ページ本文:
F1と違い経済的犠牲を自ら背負ったマカオ。F3の聖地に学ぶ“健康な街”を手に入れる判断

 2020年のF1開幕戦オーストラリアGPは、マクラーレンのスタッフが新型コロナウイルスに感染していたことが判明し、同チームは開幕戦の出場中止を決断。グランプリは本来フリー走行1の走行開始が予定されていた時間の約2時間前に中止が発表された。

 各報道機関やチームからの発表を見ると関係者から不満が出ているようだが、その気持ちはよく分かる。ファンはもっとやきもきしたはずだ。ここまで決断が遅れた理由は、言うまでもなくギリギリまで開催を模索したからだろう。

 筆者は香港にも居を構え2003年の重症急性呼吸器症候群(SARS)も取材し、今回のコロナウイルスに関してもいろいろと取材しているが、基本的にギリギリに決断した事案は、その時点ですでに変更が効かないため、誰にとっても不幸というケースが少なくない。感染症はいかに先手を打つかが重要だ。

 その成功事例のひとつとしてモータースポーツ関係者にとって馴染みの深いマカオが挙げられる。マカオは現在、2月4日を最後に新規感染者は1カ月以上ゼロで、入院患者もゼロだ。理由はF1と逆に経済的犠牲を自ら積極的に背負うことで最終的に最小のダメージで済んだからである。

 マカオ政府は湖北省武漢市においてコロナウイルスの広がりを見せると、1月27日には強制隔離などを含み中国人の入境を厳しく制限。さらに2月5日からはカジノを15日間閉鎖するという決断をするなどの政策を次々に実施した。いまでは世界でも有数の感染率が低い安全な都市となった。

 現地ではカジノのシャッターが閉まり、マカオ市民が繁華街にいない光景は異様だったものの、その代わりに“健康な街”を手に入れたと言える。

木曜日の定例会見にはルイス・ハミルトン、セバスチャン・ベッテル、ダニエル・リカルド、ニコラス・ラティフィの4名が出席。会見だったため、という理由も考えられるが「消毒などできる対策をしてきた」というハミルトンも含め、マスクを着用している者はいなかった。

 オーストラリアGPに目を向けると、囲み取材では2メートルの距離を取るなど工夫もしているようだった。しかし、マスクをしていない関係者が多く、木曜日に行われた定例会見ではドライバーたちも誰ひとりとしてマスクをせず、距離も近い様子に驚きを禁じ得ない。

 また金曜日の朝、カーフュー(作業禁止)時間の終了とともにパドック入りするスタッフにもマスク姿のエンジニアはほぼ見えなかった。マカオ政府のトップ、賀一誠行政長官はマスク姿でカジノ閉鎖の記者会見をしていた。これは感染を防ぐためではなく、自分自身も潜伏期間中の可能性があるため二次感染をさせないためのものだ。

用意したデータ:

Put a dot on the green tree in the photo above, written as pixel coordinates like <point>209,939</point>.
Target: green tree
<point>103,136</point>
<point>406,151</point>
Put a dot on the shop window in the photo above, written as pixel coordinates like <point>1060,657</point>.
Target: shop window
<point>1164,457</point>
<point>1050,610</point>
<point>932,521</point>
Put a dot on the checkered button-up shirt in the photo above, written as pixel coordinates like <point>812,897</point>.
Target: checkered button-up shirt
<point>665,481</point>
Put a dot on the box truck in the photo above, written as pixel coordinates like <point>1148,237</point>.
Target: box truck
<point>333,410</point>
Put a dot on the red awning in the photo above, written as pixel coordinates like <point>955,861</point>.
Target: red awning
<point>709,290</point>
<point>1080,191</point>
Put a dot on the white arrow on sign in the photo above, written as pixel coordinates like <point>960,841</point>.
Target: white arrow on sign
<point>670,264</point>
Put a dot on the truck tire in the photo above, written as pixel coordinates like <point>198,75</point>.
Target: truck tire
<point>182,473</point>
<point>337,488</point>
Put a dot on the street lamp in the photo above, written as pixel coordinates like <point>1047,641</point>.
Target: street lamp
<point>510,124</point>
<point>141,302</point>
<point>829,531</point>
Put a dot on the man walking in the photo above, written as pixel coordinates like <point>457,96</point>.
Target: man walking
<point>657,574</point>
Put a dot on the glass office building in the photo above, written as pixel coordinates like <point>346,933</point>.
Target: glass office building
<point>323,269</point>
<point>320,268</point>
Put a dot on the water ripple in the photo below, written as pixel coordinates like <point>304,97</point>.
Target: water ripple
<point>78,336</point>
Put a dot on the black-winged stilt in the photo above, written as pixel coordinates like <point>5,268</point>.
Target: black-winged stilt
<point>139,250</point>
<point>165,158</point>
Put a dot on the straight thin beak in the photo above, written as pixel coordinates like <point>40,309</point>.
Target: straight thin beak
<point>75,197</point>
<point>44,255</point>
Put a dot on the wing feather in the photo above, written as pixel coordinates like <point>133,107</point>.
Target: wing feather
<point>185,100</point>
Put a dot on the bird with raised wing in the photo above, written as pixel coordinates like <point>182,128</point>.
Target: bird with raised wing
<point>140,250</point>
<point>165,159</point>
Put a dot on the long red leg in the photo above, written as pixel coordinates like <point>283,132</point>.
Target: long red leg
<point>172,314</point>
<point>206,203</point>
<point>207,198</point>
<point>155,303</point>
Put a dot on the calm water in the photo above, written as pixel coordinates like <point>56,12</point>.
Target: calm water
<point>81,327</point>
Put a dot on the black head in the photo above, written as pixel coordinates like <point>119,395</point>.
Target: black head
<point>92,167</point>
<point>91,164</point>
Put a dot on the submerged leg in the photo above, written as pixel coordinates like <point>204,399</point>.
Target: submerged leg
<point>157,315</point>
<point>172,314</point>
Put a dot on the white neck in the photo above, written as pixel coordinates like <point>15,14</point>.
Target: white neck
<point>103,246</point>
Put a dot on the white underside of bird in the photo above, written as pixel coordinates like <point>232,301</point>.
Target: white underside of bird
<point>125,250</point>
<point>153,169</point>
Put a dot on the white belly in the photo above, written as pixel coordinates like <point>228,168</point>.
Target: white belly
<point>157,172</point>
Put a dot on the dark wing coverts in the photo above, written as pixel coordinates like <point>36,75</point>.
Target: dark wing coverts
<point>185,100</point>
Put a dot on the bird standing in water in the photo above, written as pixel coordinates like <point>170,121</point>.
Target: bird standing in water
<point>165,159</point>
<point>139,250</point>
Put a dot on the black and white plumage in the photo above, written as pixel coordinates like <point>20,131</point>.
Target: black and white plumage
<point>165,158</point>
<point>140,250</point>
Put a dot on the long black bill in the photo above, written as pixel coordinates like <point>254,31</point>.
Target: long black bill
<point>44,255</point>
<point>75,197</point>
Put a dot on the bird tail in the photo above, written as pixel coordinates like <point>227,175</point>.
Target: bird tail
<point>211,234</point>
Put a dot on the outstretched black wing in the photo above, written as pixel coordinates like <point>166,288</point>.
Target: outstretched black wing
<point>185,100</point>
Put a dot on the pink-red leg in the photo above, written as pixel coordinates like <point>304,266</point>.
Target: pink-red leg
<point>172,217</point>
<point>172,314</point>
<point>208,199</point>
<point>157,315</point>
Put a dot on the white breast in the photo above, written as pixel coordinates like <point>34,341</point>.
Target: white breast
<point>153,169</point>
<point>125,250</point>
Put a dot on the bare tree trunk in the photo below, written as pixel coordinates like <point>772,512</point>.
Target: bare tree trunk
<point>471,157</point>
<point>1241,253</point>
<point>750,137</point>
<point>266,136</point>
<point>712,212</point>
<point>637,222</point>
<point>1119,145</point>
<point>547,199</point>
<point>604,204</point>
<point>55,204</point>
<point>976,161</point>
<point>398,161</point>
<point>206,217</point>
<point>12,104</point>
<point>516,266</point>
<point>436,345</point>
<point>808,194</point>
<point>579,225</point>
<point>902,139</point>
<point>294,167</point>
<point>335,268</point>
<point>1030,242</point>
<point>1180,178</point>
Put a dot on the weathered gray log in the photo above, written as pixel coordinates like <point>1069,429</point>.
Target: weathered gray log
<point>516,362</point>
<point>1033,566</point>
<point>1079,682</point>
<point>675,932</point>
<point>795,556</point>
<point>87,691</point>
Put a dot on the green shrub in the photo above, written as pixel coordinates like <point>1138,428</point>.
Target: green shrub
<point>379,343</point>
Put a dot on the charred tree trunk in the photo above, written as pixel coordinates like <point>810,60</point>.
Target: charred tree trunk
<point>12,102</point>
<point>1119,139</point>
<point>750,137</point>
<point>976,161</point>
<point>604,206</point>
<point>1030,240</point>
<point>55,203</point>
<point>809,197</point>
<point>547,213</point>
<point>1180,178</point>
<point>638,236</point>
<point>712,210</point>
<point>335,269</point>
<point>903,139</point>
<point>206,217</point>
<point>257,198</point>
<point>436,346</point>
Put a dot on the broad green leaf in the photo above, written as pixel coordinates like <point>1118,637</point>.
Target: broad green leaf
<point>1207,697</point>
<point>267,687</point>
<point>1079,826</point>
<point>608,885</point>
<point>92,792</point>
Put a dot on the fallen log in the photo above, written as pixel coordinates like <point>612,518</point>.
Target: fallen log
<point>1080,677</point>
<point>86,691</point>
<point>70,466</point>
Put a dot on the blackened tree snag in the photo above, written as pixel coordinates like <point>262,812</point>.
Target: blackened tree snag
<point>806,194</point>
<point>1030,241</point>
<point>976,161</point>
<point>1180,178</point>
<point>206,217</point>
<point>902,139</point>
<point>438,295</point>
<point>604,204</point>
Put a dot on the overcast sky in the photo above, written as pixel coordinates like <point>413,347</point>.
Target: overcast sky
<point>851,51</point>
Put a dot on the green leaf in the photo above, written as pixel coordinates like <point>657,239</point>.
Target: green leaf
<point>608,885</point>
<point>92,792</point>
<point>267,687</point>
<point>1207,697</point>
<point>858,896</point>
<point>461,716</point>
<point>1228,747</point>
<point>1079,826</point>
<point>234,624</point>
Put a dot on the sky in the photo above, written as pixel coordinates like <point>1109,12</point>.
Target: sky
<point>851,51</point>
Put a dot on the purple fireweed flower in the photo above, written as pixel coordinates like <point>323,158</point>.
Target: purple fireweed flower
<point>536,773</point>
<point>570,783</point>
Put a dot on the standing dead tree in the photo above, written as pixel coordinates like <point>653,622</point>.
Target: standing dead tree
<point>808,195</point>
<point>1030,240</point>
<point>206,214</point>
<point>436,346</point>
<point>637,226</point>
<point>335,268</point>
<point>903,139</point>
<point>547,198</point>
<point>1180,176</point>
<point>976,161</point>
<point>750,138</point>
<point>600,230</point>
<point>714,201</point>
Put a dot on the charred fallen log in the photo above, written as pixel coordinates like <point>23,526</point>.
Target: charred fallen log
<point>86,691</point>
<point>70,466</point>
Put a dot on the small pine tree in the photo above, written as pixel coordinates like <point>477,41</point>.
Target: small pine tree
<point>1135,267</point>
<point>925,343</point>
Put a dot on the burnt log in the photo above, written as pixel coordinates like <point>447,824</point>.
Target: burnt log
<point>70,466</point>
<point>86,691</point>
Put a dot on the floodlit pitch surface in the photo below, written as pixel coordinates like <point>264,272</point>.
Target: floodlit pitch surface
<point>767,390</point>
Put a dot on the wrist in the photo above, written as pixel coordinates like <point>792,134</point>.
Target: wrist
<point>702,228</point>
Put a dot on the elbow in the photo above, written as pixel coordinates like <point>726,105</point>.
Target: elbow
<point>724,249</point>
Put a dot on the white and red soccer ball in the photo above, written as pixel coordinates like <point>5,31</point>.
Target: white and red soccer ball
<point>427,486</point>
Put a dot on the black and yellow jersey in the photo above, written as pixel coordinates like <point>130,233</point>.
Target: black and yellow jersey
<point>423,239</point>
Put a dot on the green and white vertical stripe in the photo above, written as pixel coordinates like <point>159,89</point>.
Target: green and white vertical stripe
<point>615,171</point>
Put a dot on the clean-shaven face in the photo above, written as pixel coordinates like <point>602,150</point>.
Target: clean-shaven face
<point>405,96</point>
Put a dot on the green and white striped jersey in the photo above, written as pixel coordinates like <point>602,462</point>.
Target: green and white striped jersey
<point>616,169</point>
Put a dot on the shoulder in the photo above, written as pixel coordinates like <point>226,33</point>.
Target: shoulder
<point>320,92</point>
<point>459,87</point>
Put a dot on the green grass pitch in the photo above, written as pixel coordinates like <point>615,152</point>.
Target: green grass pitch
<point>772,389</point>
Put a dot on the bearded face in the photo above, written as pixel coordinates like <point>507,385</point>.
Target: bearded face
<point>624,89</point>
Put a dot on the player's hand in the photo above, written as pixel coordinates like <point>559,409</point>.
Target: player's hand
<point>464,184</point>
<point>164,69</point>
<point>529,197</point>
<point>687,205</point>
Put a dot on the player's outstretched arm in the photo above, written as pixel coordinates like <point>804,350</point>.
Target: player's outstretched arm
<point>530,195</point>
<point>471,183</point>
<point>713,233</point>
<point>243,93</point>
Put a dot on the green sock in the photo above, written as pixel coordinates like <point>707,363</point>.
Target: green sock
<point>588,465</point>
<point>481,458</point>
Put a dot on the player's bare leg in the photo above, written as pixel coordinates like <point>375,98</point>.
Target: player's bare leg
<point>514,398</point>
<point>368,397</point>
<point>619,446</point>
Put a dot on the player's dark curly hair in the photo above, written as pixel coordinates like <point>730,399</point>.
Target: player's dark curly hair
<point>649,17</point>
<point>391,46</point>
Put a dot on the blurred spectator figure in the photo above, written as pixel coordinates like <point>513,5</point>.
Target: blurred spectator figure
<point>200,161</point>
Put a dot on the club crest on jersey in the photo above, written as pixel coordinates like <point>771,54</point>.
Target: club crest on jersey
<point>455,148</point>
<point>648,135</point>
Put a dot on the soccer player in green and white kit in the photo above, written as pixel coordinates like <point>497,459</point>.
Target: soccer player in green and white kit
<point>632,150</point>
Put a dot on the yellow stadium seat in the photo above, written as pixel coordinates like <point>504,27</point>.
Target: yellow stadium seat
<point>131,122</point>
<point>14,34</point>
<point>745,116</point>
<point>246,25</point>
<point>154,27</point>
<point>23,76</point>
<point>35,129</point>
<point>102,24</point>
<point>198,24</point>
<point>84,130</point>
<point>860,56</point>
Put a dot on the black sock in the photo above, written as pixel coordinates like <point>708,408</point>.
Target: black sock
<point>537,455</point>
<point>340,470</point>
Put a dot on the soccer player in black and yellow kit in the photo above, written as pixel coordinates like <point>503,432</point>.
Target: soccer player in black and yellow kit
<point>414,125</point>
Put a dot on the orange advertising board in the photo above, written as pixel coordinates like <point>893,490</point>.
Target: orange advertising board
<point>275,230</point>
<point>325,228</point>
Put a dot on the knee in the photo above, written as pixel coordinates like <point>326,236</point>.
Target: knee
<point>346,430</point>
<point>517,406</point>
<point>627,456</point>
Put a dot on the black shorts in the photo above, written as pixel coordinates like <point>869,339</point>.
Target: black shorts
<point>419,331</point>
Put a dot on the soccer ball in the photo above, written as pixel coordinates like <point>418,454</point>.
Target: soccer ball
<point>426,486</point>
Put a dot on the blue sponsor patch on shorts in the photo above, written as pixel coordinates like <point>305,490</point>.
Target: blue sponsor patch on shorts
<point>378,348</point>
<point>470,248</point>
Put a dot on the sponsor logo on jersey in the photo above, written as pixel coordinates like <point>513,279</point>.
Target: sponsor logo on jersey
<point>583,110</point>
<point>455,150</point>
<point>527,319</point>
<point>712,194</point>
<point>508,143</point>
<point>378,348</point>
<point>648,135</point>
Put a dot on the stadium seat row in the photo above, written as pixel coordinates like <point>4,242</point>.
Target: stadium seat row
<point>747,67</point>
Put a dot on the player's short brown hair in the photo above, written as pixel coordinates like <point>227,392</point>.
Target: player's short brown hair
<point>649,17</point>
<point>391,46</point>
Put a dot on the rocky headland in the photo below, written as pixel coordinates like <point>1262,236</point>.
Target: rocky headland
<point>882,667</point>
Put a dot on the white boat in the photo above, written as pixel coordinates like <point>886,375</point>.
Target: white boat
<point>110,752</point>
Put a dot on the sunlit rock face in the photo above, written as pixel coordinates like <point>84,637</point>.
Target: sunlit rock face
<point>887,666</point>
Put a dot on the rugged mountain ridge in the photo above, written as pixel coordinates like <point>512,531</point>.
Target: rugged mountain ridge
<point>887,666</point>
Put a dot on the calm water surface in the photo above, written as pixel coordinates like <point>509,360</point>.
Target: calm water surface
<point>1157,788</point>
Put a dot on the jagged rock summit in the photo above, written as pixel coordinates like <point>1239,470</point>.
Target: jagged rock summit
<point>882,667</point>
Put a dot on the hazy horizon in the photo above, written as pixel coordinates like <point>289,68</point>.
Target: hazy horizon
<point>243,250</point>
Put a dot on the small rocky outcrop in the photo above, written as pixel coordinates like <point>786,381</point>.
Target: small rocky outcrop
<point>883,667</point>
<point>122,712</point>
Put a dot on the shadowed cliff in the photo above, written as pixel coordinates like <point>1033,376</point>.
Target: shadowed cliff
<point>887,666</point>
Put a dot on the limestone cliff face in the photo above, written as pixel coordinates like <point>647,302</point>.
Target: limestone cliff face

やること:
ページ本文のうち、「その成功事例のひとつとしてモ」を含む言葉で始まり「近い様子に驚きを禁じ得ない。」で終わる部分を、一字も変えずに書き写してください。

答えの欄:
その成功事例のひとつとしてモータースポーツ関係者にとって馴染みの深いマカオが挙げられる。マカオは現在、2月4日を最後に新規感染者は1カ月以上ゼロで、入院患者もゼロだ。理由はF1と逆に経済的犠牲を自ら積極的に背負うことで最終的に最小のダメージで済んだからである。

 マカオ政府は湖北省武漢市においてコロナウイルスの広がりを見せると、1月27日には強制隔離などを含み中国人の入境を厳しく制限。さらに2月5日からはカジノを15日間閉鎖するという決断をするなどの政策を次々に実施した。いまでは世界でも有数の感染率が低い安全な都市となった。

 現地ではカジノのシャッターが閉まり、マカオ市民が繁華街にいない光景は異様だったものの、その代わりに“健康な街”を手に入れたと言える。

木曜日の定例会見にはルイス・ハミルトン、セバスチャン・ベッテル、ダニエル・リカルド、ニコラス・ラティフィの4名が出席。会見だったため、という理由も考えられるが「消毒などできる対策をしてきた」というハミルトンも含め、マスクを着用している者はいなかった。

 オーストラリアGPに目を向けると、囲み取材では2メートルの距離を取るなど工夫もしているようだった。しかし、マスクをしていない関係者が多く、木曜日に行われた定例会見ではドライバーたちも誰ひとりとしてマスクをせず、距離も近い様子に驚きを禁じ得ない。